◆ **COMPLETE THE FOLLOWING**:
A: For the article below on a virtual reality system for viewing brain-imaging data, decide whether each statement agrees with it: (i) users can zoom in on an area of their choice with hand-held pointers; (ii) the Wyss Center's lightsheet microscope is one of only five in the world able to image neurons individually; (iii) a poster outlining the system was presented in Washington, DC. Answer yes or no for each, quoting the words of the article that decide it.
B: Reproduce the article below on the brain-imaging virtual reality system word for word, from "A neuron is" up to and including "the brain's circuitry.".

Video: Watch This VR To Experience How the Brain Feels Pleasure

Virtual reality can now literally get inside your head.
Researchers from the Wyss Center for Bio and Neuroengineering and the University of Geneva unveiled a virtual reality (VR) system designed to streamline analysis of brain-imaging data. The system will help doctors more efficiently wade through the sheer volume of images—and also sounds extremely cool.
By strapping on VR goggles, users can take a virtual-reality tour of the inside of a mouse brain. They can even interact with the data by highlighting or zooming in on the area of their choice using hand-held pointers. A poster outlining the system was presented today at the annual meeting of the Society for Neuroscience 2017, in Washington, DC.

"This new visualization technique could also be used to look inside a human brain," lead author Stéphane Pages, the staff scientist at the Wyss Center who managed the microscope fabrication, told Newsweek via email. "It's a quick and efficient way of analyzing large volumes of data from MRI scans."
When the researchers injected a fluorescent compound into a mouse brain to trace activity in different areas, they were able to see the reactions involving dopamine; the circuits illuminated in the video are the ones linked to our brain's natural reward system. The new system also perfectly complements other cutting-edge tools like the Wyss Center's custom lightsheet microscope at Campus Biotech in Geneva, Switzerland.
A neuron is about five times thinner than a single human hair. The Wyss Center's lightsheet microscope is one of only three in the world sophisticated enough to image neurons individually. The researchers' recent work has already allowed the microscope to pick up enhanced details within the brain's circuitry.

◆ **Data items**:
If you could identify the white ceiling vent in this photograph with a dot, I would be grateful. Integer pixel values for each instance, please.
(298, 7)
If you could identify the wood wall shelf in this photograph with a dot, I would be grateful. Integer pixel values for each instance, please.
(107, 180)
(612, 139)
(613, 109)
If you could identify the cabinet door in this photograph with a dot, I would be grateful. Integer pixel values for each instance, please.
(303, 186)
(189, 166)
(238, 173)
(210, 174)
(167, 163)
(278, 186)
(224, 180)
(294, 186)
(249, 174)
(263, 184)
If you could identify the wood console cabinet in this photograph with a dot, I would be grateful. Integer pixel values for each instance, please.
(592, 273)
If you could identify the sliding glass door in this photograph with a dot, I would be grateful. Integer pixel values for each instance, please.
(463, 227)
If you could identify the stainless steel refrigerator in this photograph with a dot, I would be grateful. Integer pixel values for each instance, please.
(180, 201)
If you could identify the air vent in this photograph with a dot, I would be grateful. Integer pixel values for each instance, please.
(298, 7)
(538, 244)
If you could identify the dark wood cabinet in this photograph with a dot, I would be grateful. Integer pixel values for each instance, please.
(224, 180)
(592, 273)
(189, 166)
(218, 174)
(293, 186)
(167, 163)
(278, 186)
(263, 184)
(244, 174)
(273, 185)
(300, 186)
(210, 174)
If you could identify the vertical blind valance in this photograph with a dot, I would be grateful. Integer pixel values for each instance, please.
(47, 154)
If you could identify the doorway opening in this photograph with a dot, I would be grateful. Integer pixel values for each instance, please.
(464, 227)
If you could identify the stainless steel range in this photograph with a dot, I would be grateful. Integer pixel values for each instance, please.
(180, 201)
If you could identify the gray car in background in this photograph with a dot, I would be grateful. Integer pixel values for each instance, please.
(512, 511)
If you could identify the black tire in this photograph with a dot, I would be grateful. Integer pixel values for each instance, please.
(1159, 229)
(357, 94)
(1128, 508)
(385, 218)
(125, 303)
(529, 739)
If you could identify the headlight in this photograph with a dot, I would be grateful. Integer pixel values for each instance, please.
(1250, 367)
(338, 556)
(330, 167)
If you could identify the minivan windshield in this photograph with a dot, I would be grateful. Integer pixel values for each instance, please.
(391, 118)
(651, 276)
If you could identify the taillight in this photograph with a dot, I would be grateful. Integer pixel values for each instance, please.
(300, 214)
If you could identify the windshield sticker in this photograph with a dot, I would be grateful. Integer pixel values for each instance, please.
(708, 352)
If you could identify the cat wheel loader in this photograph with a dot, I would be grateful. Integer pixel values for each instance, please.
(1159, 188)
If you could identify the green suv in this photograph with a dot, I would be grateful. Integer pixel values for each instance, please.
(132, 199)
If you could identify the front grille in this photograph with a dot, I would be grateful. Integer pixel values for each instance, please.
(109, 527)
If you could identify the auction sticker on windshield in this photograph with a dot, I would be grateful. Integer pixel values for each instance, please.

◆ **RESULTS IN ORDER**:
A:
(i) Yes: "They can even interact with the data by highlighting or zooming in on the area of their choice using hand-held pointers."
(ii) No: "The Wyss Center's lightsheet microscope is one of only three in the world sophisticated enough to image neurons individually."
(iii) Yes: "A poster outlining the system was presented today at the annual meeting of the Society for Neuroscience 2017, in Washington, DC."

B:
A neuron is about five times thinner than a single human hair. The Wyss Center's lightsheet microscope is one of only three in the world sophisticated enough to image neurons individually. The researchers' recent work has already allowed the microscope to pick up enhanced details within the brain's circuitry.